[Records from a dataset]
▶

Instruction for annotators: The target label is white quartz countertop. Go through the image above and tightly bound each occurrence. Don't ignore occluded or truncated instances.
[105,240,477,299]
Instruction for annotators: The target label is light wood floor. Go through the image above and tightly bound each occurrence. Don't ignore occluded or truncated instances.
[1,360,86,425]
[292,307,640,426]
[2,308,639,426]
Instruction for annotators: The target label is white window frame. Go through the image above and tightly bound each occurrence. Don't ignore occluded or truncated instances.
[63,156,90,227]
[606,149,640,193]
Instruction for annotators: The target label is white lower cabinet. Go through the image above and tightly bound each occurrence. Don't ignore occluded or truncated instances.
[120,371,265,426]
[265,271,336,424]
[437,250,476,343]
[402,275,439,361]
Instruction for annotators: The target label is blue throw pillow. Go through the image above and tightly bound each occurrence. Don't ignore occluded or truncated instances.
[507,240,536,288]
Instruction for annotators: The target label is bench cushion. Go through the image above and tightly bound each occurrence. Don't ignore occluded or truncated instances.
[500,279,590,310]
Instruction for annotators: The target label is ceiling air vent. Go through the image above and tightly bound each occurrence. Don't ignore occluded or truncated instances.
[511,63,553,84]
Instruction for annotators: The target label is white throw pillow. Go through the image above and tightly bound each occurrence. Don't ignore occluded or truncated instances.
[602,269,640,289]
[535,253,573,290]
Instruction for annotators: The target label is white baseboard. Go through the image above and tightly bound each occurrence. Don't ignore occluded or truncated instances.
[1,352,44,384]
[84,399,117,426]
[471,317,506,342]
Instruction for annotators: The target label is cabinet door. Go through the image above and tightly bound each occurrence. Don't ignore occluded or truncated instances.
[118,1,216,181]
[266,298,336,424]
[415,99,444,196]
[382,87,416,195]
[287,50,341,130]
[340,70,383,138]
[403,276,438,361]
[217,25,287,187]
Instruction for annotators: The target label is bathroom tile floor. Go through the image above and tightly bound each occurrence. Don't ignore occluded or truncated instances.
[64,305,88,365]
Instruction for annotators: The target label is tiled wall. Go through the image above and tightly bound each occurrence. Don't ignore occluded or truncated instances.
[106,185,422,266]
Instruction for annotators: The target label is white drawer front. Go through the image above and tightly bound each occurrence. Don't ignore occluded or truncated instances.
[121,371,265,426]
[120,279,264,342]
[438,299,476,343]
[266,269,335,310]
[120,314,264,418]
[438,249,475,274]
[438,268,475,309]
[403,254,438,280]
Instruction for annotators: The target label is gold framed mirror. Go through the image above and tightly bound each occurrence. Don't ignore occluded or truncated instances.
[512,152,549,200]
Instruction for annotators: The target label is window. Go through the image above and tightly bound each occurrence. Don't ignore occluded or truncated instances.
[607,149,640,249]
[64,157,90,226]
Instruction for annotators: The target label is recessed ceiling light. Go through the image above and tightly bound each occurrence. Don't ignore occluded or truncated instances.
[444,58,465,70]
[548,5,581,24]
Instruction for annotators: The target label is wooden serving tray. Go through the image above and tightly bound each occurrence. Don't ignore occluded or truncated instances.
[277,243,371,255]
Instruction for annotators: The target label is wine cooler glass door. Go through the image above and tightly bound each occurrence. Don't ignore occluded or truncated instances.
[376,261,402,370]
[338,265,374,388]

◀

* TRY IT *
Copy out each entry exactly, leaving nothing out.

* REPLY *
Instruction for annotators: The target label is white quartz countertop. Go through the image above and tightly bound each occurrence. Don't ignore occluded or truncated instances.
[105,240,477,299]
Instruction for annotators: The target label is light wood floor. Go through the image above and tightly bound each occurrence. Don't ignore occluded or truncated instances.
[1,360,86,425]
[292,307,640,426]
[2,308,639,426]
Instruction for annotators: The target label is white window frame. Go through the image above and tightly bound each occurrence. Don't ignore occluded or truncated instances.
[63,156,90,227]
[606,149,640,193]
Instruction for annotators: The target label is white lower cabinet. Go through the image above and tightly bound each occurrence. Don't ignore occluded or truncated instances.
[120,371,265,426]
[265,271,336,424]
[437,250,476,343]
[402,275,439,361]
Instruction for annotators: The target label is blue throw pillow. Go through the image above and tightly bound each occurrence. Don't ignore occluded or truncated instances.
[507,240,536,288]
Instruction for annotators: The target label is bench cushion. Go through the image above and tightly bound each occurrence. Don't ignore occluded or truncated instances.
[500,279,590,310]
Instruction for annotators: The target label is ceiling air vent. Go through the image above and tightly bound each occurrence. Don't ignore occluded or truncated instances.
[511,63,553,84]
Instruction for annotators: The target label is white throw pillow. Go through the image above and tightly bound each occurrence. Don't ignore occluded or truncated instances.
[602,269,640,289]
[535,253,573,290]
Instruction for annotators: The target label is white baseboard. Go through the image above and tightly bound each occurrence. Don't ignore occluded or truncated instances.
[1,352,44,384]
[84,399,117,426]
[471,317,506,342]
Instruction for annotators: The target label is cabinet door. Go through the image above and tightly bound each occurrence. Don't ignore occluded or truncated instances.
[118,1,216,181]
[266,298,336,424]
[415,99,444,196]
[382,87,416,195]
[287,50,341,130]
[340,70,383,138]
[403,276,438,361]
[217,25,287,187]
Instruction for annotators: The target label is bathroom tile floor. Go through the image above and tightly bound each occurrence. Don't ignore occluded or truncated instances.
[64,305,88,365]
Instruction for annotators: The target label is tiled wall. Go through the image above and tightly bound each occurrence. Don't ignore occluded or truncated instances.
[106,185,422,266]
Instruction for annotators: The target label is white drawer front. Go through the image above and tightly bound each occurrence. Don't ignore occluded or truncated instances.
[121,371,265,426]
[120,279,264,342]
[438,299,476,343]
[266,269,335,310]
[120,314,264,418]
[438,249,475,274]
[438,268,475,309]
[403,254,438,280]
Instruction for annotators: The target label is gold framed mirror. Go through the image above and tightly bound each occurrence. Don't ignore occluded or truncated instances.
[512,152,549,200]
Instruction for annotators: The target label is window. Go through the image above and tightly bound each occurrence. Don't ignore occluded or truncated instances.
[607,149,640,249]
[64,157,90,226]
Instruction for annotators: The target label is recessed ceiling light. Go through the image above and tightly bound each occurrence. Don't ignore occluded or truncated instances.
[444,58,465,70]
[548,5,581,24]
Instruction for annotators: The target label is wooden serving tray. Go through the image above and tightly bound each occurrence. Don't ignore occluded or truncated instances.
[277,243,371,255]
Instruction for annotators: The target label is wine cooler glass door. Go through the image above and tightly bound each occurrence. Don't ignore occluded or truncated instances.
[376,261,402,370]
[338,265,374,388]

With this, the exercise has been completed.